Task: One line at a time, check the entries below for the word "torii", and copy each line that has it.

Referring expression pointing data:
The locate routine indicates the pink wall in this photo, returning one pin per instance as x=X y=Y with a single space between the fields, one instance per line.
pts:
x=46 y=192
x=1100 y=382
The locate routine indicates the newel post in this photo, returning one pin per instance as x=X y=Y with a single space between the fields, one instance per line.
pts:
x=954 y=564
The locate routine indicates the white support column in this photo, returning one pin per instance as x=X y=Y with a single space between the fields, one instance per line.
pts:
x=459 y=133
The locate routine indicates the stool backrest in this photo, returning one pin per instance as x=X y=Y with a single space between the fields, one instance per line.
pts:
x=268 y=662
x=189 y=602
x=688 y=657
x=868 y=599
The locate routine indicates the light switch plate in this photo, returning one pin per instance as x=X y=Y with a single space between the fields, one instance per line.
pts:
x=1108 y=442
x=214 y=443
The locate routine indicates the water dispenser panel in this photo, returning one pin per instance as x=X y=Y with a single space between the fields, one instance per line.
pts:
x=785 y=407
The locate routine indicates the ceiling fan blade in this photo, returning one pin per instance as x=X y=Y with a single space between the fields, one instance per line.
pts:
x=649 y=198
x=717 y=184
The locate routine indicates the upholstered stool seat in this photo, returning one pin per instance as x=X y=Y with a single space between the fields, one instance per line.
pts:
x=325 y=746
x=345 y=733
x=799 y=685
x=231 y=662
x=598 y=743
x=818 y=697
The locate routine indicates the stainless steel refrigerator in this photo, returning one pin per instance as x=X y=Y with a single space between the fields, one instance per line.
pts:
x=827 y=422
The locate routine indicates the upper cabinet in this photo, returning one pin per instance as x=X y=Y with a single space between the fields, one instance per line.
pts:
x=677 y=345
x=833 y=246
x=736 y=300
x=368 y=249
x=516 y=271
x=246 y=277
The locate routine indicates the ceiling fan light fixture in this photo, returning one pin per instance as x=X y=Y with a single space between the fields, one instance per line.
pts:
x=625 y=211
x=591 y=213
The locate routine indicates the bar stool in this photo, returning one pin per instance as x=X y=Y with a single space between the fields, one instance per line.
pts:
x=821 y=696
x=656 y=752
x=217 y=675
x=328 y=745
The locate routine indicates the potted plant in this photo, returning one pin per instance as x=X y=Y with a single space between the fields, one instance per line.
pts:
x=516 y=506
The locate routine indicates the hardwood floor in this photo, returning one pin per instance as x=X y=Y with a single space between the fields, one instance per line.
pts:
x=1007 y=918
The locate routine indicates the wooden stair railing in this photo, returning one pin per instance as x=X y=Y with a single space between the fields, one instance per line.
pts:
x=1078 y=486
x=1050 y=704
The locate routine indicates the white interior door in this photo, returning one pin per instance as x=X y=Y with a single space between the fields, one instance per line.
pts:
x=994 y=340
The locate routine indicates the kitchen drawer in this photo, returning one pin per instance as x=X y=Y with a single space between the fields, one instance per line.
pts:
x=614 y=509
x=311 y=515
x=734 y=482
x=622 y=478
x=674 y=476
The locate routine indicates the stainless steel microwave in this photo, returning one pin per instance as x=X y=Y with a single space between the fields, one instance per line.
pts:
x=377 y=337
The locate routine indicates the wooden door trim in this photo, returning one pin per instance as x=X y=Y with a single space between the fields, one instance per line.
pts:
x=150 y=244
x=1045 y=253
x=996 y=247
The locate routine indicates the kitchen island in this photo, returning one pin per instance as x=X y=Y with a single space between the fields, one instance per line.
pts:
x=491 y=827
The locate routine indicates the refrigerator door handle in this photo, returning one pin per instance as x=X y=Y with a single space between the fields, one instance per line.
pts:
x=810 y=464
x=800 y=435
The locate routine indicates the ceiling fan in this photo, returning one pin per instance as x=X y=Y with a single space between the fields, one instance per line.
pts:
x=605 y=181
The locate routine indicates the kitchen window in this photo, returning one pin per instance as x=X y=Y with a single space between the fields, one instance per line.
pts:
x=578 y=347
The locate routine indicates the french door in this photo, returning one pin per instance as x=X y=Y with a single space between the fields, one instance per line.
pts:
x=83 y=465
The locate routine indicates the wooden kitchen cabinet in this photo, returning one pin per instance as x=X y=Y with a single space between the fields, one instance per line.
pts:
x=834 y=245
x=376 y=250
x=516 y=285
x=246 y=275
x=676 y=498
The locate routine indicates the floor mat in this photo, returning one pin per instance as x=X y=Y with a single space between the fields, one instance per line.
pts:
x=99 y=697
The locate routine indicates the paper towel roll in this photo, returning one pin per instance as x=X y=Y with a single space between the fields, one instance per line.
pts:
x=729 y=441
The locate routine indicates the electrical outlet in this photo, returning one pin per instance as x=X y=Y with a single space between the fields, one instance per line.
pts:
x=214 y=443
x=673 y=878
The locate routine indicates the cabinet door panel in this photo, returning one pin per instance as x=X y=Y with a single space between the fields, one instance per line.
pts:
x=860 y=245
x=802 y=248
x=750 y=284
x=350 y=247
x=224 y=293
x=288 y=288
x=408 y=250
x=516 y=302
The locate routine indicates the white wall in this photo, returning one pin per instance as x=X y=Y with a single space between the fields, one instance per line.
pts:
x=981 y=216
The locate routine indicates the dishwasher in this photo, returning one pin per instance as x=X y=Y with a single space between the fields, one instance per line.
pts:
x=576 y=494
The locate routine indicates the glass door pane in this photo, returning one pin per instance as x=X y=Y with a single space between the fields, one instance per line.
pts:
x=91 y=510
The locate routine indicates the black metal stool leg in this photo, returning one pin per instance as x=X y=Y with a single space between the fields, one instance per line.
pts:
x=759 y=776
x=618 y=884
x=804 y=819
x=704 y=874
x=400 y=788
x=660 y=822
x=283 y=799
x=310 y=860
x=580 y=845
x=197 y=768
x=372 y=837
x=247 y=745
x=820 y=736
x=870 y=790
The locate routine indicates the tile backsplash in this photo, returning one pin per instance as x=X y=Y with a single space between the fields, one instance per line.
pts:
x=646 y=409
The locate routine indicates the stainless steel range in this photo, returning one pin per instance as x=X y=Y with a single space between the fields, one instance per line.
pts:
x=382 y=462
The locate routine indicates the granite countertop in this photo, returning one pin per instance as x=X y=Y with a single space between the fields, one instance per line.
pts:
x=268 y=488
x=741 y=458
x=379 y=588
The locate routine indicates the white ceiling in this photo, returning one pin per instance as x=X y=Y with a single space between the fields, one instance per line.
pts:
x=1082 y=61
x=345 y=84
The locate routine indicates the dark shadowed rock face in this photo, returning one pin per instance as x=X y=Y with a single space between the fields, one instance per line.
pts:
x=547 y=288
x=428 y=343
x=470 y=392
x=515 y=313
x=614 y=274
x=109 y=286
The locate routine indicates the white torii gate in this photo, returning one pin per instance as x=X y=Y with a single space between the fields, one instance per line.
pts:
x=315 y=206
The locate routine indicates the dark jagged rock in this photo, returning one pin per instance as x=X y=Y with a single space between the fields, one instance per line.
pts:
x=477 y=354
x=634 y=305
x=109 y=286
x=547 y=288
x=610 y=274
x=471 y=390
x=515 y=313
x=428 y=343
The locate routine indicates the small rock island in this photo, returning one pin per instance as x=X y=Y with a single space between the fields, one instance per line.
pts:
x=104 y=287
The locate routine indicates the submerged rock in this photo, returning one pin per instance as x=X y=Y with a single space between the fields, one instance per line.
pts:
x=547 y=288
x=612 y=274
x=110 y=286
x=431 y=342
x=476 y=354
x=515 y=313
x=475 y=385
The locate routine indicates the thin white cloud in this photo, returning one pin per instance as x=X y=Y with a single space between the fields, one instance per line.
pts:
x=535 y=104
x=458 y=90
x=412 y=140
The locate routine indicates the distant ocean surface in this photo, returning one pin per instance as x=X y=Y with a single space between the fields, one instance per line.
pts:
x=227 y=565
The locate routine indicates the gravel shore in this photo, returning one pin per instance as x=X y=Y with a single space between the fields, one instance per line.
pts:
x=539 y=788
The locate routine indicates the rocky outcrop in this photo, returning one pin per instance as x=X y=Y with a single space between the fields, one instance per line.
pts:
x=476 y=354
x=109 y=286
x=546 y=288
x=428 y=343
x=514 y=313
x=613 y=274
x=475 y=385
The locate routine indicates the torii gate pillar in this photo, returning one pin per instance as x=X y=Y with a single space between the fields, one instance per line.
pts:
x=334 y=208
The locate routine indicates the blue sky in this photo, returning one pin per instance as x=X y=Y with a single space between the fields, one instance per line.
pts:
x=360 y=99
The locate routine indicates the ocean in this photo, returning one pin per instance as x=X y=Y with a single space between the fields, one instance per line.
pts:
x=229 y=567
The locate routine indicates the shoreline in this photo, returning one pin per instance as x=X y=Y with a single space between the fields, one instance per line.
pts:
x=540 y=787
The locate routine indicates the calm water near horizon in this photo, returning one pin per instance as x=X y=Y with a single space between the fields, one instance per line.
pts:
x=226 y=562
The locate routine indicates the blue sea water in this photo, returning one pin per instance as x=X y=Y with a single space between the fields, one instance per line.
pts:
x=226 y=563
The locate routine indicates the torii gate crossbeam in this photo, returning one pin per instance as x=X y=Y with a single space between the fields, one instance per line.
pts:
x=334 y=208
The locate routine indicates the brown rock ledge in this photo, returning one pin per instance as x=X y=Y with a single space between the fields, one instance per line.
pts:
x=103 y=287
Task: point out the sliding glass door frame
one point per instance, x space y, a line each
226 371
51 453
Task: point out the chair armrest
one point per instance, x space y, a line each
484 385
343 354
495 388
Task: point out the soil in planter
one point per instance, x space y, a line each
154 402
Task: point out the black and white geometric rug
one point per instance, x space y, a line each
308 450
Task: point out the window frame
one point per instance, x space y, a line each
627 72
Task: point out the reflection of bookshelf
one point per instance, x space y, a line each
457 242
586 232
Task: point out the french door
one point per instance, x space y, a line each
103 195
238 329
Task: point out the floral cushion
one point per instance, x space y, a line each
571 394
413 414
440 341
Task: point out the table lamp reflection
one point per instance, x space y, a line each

Response:
The locate routine indicates the white torii gate in this photo, returning one pin per instance as x=X y=Y with a single space between the fields, one instance per line.
The locate routine indicates the torii gate pillar in this photo, returning one pin per instance as x=X y=Y with a single space between the fields, one instance per line.
The locate routine indicates the torii gate crossbeam in this photo, returning one pin per instance as x=X y=Y with a single space between the fields, one instance per line.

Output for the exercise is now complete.